[[ READING TEXT, beginning ]]

Very nice directions, thanks - this is what a was afraid of, a lot of work compaired to later models. Lucky for me this is a fresh water motor or else forget getting the power head screws out. Where do you get such detailed instructions and details like this? I live close to the cape.
Okay got it all appart but the four screws to remove pump were not easy to remove, snapped all four! With heat and lube I managed to get three all the way out but number four broke off deep. Will the pump work fine with only three screws holding down the cover? Not sure it can be drilled out cuz it bottoms out. Other ideas ???
If I remember correctly, the tapped holes for the water pump screws go through the edge of the gearcase.Turn it upside down and see if there are holes matching the screw holes from the top.
These do not go all the way through and are inside to the casing. I stuck a wire in all three good holes and it bottoms out. Never used a reverse drill and I'm afraid to go to deep, not sure how much meat is under the screw.
Lower the left hand drill bit in a 'clear' hole until it bottoms out, marking the bit. Now drill out the 'stuck' bolt until your mark on the bit matches the mating surface of the housing.
Along with a quality penetrating oil, Ill bet you will get it out.
Where do I buy it?
What size?
Do I run the power drill forward or reverse?
Does it work like an easy-out?

[[ READING TEXT, end ]]

CHECK YOUR UNDERSTANDING »
1) Repeat the reading text from "Very nice directions, thanks" to "Other ideas ???", switching "screws" to "bolts".
2) According to the reading text, how many of the four pump screws came all the way out with heat and lube?

[[ MATERIAL SHOWN, beginning ]]

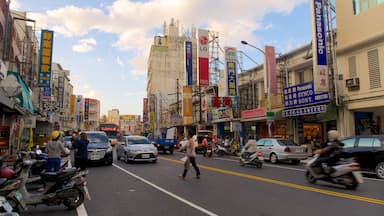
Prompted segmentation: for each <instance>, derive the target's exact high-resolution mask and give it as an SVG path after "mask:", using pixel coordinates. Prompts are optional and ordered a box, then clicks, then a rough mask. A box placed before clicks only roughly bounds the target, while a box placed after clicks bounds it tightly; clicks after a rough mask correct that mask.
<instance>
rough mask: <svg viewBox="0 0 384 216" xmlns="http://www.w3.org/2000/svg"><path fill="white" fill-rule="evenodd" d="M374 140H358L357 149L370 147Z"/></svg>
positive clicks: (370, 138) (371, 144) (365, 138)
mask: <svg viewBox="0 0 384 216" xmlns="http://www.w3.org/2000/svg"><path fill="white" fill-rule="evenodd" d="M373 141H374V139H373V138H360V139H359V144H358V146H359V147H372V144H373Z"/></svg>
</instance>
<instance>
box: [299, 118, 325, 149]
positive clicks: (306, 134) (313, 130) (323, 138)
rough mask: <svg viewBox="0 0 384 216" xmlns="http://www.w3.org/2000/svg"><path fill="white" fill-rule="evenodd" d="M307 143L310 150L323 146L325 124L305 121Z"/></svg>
mask: <svg viewBox="0 0 384 216" xmlns="http://www.w3.org/2000/svg"><path fill="white" fill-rule="evenodd" d="M304 140H305V144H306V145H307V146H308V147H310V149H309V148H308V150H309V151H310V150H315V149H319V148H322V144H323V140H324V137H323V126H322V124H318V123H304Z"/></svg>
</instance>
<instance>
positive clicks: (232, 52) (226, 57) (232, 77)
mask: <svg viewBox="0 0 384 216" xmlns="http://www.w3.org/2000/svg"><path fill="white" fill-rule="evenodd" d="M224 51H225V74H226V75H227V82H226V84H227V96H236V95H237V52H236V48H233V47H224Z"/></svg>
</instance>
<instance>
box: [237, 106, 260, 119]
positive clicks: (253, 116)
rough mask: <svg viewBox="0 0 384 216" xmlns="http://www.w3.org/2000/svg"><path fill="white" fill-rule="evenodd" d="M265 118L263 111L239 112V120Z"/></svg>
mask: <svg viewBox="0 0 384 216" xmlns="http://www.w3.org/2000/svg"><path fill="white" fill-rule="evenodd" d="M263 116H265V109H263V108H260V109H253V110H245V111H243V112H241V118H255V117H263Z"/></svg>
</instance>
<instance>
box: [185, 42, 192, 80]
mask: <svg viewBox="0 0 384 216" xmlns="http://www.w3.org/2000/svg"><path fill="white" fill-rule="evenodd" d="M185 72H186V75H187V79H186V81H187V82H186V83H187V86H191V85H192V84H193V83H192V82H193V77H192V42H191V41H186V42H185Z"/></svg>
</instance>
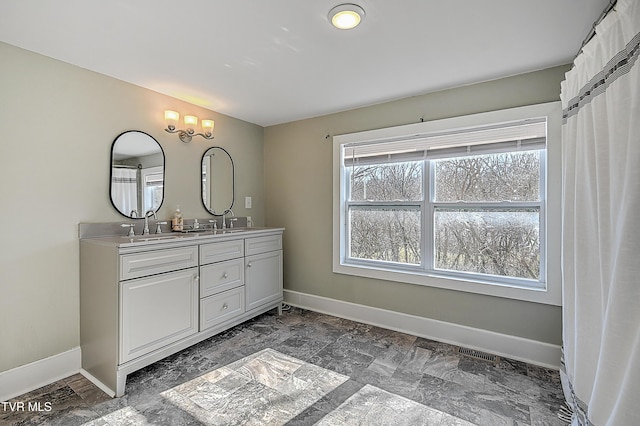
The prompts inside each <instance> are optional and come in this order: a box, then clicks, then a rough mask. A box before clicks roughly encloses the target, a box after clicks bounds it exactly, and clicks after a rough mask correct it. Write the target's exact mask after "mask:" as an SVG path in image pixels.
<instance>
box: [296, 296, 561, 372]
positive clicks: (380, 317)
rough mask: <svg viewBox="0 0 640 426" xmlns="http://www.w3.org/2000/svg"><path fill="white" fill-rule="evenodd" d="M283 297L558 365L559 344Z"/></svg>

[[ MATERIAL SHOWN, end ]]

RESPONSES TO THE TASKS »
1)
Very nice directions, thanks - this is what a was afraid of, a lot of work compaired to later models. Lucky for me this is a fresh water motor or else forget getting the power head bolts out. Where do you get such detailed instructions and details like this? I live close to the cape.
Okay got it all appart but the four bolts to remove pump were not easy to remove, snapped all four! With heat and lube I managed to get three all the way out but number four broke off deep. Will the pump work fine with only three bolts holding down the cover? Not sure it can be drilled out cuz it bottoms out. Other ideas ???

2) Three